*** Opening of Document passage ***

Discussion in 'Economy' started by ethics, May 30, 2014.

  1. ethics

    ethics Pomp-Dumpster Staff Member

    The report on consumer spending provided the latest evidence that inflation was starting to stir.

    Prices rose 0.2 percent in April, pushing the year-on-year reading up to 1.6 percent - the largest gain since November 2012. It had advanced 1.1 percent in March.

    Excluding food and energy, prices increased 0.2 percent. These so-called core prices were up 1.4 percent from a year ago, the biggest increase since March 2013.

    The pick-up is welcome news for Federal Reserve officials, who have been worried that inflation was running so far below the central bank's 2 percent target.

    Weak medical care costs has kept inflation down but that anchor is slipping away. Economists say a rise in those costs plus increasing rents should lift inflation this year and pave the way for an interest rate hike from the Fed. (Full Story)

*** Close of Document passage ***

== Exercise details ==
Copy the post on inflation starting with "Excluding food and" and going on through "2 percent target.", swapping "core prices" for "underlying prices".

*** Opening of Data under study ***

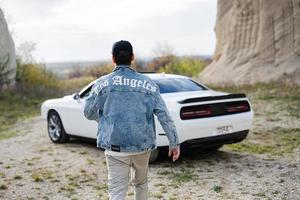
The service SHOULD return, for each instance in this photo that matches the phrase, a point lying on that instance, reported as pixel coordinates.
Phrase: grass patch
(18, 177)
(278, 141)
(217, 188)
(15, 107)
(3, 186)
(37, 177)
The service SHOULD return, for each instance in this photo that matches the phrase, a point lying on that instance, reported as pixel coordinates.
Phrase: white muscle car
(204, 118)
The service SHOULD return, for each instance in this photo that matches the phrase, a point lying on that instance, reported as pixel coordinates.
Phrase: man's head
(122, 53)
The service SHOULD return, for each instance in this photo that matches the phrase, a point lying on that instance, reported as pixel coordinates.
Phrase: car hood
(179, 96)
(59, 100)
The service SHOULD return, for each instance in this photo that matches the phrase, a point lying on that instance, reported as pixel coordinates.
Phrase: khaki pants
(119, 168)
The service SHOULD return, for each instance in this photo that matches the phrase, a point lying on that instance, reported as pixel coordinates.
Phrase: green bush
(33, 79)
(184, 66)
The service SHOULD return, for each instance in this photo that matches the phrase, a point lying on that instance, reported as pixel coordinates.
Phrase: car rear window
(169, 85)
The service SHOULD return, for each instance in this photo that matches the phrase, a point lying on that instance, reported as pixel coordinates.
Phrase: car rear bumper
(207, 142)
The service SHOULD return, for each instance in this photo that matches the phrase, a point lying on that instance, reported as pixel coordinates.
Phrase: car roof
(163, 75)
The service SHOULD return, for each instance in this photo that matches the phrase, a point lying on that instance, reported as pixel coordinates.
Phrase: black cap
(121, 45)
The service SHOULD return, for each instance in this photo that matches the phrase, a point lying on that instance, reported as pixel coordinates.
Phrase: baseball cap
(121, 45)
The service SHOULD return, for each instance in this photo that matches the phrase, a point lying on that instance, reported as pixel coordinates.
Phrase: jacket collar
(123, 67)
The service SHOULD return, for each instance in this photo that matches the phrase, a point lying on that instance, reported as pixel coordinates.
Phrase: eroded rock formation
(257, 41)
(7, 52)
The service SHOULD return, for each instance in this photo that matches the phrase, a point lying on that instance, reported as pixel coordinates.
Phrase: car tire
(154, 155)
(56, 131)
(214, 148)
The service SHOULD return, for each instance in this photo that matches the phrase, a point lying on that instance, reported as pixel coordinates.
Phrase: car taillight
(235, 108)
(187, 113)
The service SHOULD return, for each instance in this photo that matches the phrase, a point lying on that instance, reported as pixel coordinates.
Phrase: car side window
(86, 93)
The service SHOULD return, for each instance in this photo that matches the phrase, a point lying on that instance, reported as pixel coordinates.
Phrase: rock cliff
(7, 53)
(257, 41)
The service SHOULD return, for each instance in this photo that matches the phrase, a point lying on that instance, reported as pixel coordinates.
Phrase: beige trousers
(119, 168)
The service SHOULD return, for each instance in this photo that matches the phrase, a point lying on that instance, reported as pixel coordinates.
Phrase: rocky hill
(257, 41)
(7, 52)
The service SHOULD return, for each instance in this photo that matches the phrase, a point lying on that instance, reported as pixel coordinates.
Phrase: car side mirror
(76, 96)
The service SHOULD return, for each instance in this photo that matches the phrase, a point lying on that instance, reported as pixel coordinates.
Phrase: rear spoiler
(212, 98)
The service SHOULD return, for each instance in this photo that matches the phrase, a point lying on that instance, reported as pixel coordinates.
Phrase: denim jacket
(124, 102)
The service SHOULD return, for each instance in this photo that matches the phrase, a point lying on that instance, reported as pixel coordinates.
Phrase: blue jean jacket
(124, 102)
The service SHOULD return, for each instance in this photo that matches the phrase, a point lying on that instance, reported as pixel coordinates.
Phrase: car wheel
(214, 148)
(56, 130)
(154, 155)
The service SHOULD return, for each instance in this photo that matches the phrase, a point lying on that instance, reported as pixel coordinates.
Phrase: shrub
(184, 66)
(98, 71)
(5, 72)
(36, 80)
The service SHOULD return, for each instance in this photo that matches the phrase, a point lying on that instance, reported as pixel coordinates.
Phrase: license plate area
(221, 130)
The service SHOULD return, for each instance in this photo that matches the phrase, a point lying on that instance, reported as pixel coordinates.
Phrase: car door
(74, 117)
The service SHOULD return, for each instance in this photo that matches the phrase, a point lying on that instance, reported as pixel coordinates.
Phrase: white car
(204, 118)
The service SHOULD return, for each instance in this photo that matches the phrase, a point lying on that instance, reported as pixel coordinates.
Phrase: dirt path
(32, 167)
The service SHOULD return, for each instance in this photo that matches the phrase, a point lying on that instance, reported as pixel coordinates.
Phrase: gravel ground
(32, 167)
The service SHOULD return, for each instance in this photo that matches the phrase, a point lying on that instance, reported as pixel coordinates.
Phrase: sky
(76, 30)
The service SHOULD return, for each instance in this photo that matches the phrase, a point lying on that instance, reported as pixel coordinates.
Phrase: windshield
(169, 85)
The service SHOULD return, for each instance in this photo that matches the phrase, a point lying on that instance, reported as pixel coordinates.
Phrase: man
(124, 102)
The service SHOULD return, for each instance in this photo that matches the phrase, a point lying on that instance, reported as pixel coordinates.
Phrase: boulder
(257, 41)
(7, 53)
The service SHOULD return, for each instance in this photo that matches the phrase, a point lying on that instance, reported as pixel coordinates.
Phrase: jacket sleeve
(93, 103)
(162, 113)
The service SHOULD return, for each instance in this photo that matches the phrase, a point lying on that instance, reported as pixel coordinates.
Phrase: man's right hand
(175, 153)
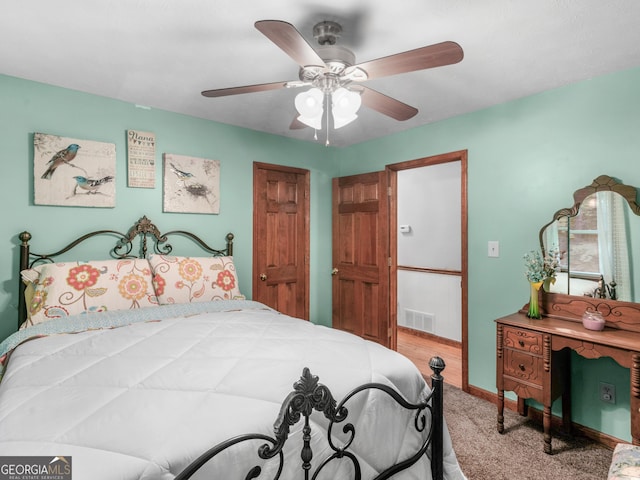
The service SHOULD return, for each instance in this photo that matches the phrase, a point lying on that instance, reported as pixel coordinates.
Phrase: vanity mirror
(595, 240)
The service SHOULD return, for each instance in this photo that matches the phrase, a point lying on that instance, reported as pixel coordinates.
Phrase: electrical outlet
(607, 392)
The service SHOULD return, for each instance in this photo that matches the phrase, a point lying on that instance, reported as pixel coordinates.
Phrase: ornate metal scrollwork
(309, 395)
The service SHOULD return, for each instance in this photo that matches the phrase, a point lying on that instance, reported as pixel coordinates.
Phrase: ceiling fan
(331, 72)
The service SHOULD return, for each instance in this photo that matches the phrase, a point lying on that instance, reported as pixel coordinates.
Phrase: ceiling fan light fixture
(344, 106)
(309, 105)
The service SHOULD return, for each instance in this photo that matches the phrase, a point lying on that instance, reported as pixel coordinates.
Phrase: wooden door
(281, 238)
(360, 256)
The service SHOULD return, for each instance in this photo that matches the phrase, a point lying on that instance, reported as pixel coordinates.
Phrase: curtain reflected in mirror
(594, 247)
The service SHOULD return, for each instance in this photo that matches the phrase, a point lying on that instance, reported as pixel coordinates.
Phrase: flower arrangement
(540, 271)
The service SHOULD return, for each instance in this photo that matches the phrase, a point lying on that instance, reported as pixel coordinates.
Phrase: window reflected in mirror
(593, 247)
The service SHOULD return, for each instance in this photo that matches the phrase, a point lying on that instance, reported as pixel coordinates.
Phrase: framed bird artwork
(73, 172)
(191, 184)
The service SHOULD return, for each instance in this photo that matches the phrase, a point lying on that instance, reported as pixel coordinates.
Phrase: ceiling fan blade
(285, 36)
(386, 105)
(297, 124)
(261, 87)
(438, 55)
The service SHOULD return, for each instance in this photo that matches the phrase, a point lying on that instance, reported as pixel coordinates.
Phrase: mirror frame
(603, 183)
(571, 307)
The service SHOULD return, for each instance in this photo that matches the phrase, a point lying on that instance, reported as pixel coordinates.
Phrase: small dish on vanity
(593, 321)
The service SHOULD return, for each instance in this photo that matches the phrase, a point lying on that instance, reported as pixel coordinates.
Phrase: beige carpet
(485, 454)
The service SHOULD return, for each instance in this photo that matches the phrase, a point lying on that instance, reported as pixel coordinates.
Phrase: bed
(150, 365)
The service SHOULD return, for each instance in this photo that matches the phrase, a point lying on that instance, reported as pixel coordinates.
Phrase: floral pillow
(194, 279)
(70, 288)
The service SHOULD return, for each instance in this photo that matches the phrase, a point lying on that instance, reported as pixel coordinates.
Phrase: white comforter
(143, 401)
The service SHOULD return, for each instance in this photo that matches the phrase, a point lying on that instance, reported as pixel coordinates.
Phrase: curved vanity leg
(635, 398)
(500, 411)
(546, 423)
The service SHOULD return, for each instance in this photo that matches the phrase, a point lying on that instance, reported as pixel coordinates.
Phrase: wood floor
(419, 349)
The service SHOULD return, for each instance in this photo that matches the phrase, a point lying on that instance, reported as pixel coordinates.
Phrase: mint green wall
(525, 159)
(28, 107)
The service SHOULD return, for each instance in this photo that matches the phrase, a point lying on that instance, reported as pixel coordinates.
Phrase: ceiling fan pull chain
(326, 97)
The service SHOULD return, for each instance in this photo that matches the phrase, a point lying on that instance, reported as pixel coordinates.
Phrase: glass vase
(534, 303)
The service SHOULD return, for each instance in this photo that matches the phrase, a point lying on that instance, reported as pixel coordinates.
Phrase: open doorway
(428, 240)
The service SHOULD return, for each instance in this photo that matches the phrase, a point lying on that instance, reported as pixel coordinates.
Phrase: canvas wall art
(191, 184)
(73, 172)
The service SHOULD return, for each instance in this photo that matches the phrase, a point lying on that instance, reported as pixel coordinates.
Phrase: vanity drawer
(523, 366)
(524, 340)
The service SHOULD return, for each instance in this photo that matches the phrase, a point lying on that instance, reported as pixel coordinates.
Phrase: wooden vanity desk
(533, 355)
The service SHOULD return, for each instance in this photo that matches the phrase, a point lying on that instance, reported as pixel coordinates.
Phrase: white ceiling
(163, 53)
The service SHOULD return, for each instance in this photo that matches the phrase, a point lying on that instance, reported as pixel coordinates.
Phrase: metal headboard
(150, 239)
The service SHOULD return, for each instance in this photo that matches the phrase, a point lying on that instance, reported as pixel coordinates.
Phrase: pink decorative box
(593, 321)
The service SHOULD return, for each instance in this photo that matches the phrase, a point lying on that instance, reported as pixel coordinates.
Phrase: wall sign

*** Close of Data under study ***
*** Opening of Data under study ***

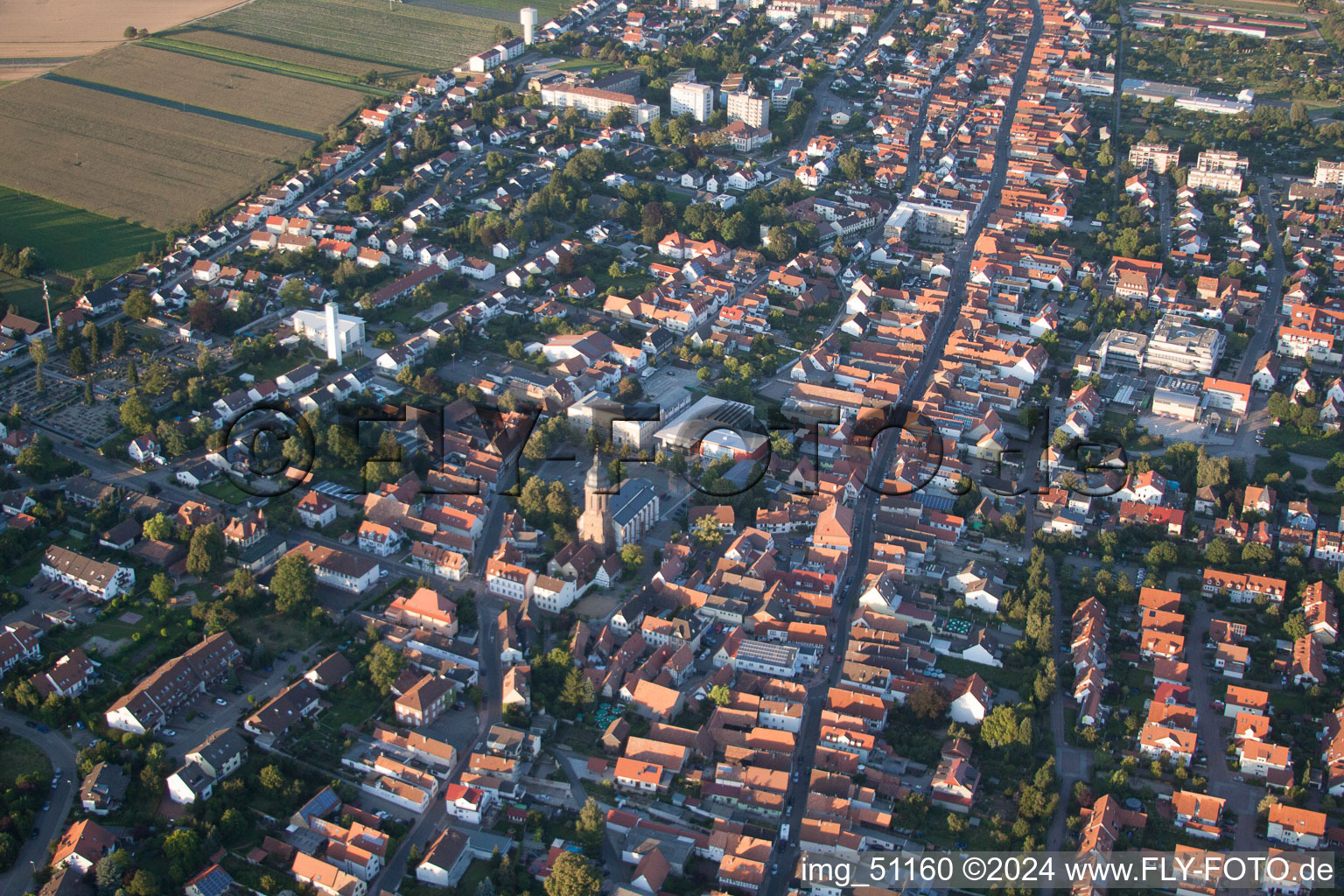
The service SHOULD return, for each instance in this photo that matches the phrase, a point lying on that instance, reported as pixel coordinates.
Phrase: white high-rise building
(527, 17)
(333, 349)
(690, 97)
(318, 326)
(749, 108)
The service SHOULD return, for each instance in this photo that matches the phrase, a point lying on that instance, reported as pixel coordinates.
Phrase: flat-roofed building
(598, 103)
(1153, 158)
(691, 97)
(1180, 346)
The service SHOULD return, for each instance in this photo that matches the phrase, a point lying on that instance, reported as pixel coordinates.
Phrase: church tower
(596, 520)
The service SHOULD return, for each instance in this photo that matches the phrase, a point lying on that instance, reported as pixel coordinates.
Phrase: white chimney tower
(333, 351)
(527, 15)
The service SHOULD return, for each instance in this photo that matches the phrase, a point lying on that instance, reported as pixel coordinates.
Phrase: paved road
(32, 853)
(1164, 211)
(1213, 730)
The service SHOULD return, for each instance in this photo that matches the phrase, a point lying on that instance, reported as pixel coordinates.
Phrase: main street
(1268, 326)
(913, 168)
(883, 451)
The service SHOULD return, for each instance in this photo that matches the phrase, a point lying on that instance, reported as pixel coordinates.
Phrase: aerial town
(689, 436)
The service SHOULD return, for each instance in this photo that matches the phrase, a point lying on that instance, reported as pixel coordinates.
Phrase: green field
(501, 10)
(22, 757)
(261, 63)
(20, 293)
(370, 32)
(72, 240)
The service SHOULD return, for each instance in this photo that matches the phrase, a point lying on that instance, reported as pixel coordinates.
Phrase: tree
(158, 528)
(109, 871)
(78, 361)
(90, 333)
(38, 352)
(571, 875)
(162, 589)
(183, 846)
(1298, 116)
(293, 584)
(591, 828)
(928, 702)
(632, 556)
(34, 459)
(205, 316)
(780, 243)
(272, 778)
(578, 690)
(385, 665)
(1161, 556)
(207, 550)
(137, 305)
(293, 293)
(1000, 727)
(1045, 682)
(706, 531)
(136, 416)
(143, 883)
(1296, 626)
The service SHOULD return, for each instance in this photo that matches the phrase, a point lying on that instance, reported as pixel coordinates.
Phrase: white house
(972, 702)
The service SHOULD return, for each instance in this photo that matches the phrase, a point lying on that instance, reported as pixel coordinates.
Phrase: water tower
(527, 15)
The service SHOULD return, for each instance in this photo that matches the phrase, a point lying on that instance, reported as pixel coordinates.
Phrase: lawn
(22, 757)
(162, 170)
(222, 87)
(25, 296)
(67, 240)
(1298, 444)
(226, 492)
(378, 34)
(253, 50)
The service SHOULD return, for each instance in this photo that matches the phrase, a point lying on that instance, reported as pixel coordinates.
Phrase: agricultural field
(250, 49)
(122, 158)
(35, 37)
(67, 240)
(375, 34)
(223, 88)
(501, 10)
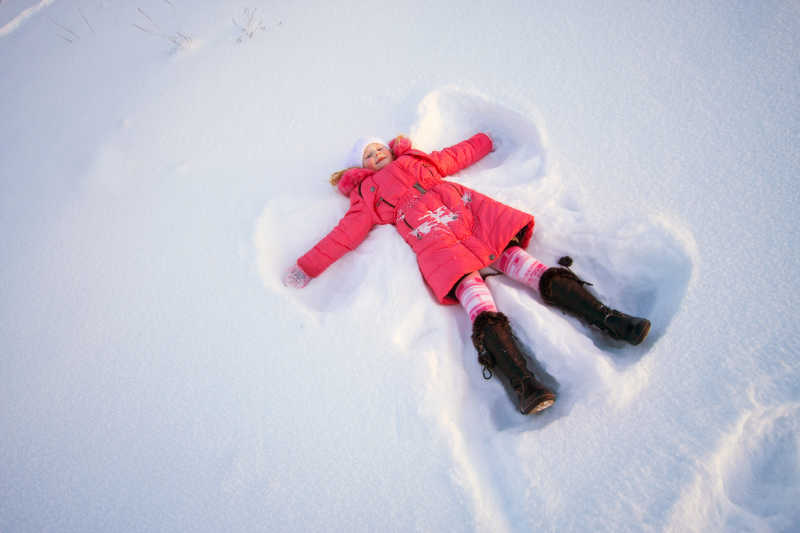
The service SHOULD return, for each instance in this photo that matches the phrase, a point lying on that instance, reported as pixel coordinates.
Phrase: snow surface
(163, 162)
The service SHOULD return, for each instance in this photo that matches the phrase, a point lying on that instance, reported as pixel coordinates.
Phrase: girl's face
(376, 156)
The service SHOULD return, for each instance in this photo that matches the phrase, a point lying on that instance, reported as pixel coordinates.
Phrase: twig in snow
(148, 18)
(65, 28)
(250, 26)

*** Close of Data under study ***

== Task response ==
Excluding food and energy, prices increased 0.2 percent. These so-called underlying prices were up 1.4 percent from a year ago, the biggest increase since March 2013.

    The pick-up is welcome news for Federal Reserve officials, who have been worried that inflation was running so far below the central bank's 2 percent target.